**SEITENAUSZUG:**
· · · · · · ·

Blockierte Rettungsgassen
Was der Zeitverlust für Unfallopfer bedeutet
Im Sommer hat das Deutsche Rote Kreuz (DRK) an alle Kreis - und Landesverbände einen Fragebogen geschickt. Die Zentrale wollte wissen, wie groß das Problem mit den blockierten Rettungsgassen ist.
96 Rettungsteams aus ganz Deutschland haben geantwortet. Das Ergebnis ist beunruhigend: Mehr als 80 Prozent der Einsätze werden durch blockierte Rettungsgassen verzögert. Vom Stauende bis zum Einsatzort haben die Helfer deswegen im Schnitt fünf Minuten länger gebraucht. Die Umfrage ist nicht repräsentativ, sagt eine Sprecherin des DRK.
Doch sie verdeutlicht, wie gravierend die Folgen blockierter Rettungsgassen sein können. Florian Reifferscheid kennt das Problem aus der Praxis. Im Interview berichtet der Notarzt von respektlosen Autofahrern - und warum manchmal jede Minute zählt.
Zur Person
- DRK Landesverband Hamburg
SPIEGEL ONLINE: Fünf Minuten verlieren Rettungshelfer laut der DRK-Umfrage im Schnitt, wenn die Rettungsgasse blockiert ist. Was heißt das für Sie in der Praxis?
Reifferscheid: Das ist ein entscheidender Zeitraum. Bei schwer Verletzten kann die Verzögerung gravierende Folgen haben, Behinderungen etwa, oder im schlimmsten Fall den Tod.
SPIEGEL ONLINE: Woran sterben die Menschen?

· · · · · · ·

**ZU ERLEDIGEN:**
**1)** Beantworte anhand des Seitenauszugs über blockierte Rettungsgassen:
(a) Wie viele Rettungsteams haben auf den Fragebogen des DRK geantwortet?
(b) Wie viel Zeit brauchten die Helfer vom Stauende bis zum Einsatzort im Schnitt zusätzlich?
(c) Welchen Beruf hat Florian Reifferscheid?
**2)** Zähle alle Zahlenangaben auf, die der Seitenauszug zu den Ergebnissen der DRK-Umfrage nennt.

· · · · · · ·

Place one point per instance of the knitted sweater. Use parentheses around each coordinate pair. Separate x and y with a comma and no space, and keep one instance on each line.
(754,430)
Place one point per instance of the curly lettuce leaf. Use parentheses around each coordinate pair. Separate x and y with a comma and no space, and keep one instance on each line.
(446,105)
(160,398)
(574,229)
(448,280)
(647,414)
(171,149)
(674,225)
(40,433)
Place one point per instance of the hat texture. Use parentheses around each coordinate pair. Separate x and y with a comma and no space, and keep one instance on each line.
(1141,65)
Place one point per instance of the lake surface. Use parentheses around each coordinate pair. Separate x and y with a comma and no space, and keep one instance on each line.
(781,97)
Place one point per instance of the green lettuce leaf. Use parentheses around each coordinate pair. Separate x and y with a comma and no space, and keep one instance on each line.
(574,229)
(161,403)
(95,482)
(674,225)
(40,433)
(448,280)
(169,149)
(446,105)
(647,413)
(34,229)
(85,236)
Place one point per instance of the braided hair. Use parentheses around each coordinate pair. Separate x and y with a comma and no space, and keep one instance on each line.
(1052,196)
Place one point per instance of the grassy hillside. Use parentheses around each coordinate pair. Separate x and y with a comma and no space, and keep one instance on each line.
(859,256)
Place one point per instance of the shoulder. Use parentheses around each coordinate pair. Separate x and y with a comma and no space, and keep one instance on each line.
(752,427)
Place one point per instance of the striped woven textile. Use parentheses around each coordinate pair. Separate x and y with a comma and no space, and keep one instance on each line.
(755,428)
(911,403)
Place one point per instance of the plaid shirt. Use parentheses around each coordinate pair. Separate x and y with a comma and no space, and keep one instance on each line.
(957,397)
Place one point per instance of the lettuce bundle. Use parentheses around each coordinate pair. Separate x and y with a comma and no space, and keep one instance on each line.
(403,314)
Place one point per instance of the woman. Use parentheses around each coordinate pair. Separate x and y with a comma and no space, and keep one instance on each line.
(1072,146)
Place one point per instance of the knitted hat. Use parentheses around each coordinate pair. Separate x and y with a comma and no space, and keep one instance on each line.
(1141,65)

· · · · · · ·

**ERGEBNISSE:**
**1)**
(a) 96 Rettungsteams
(b) Fünf Minuten
(c) Notarzt

**2)**
- 96 Rettungsteams haben geantwortet
- Mehr als 80 Prozent der Einsätze werden verzögert
- Im Schnitt fünf Minuten länger vom Stauende bis zum Einsatzort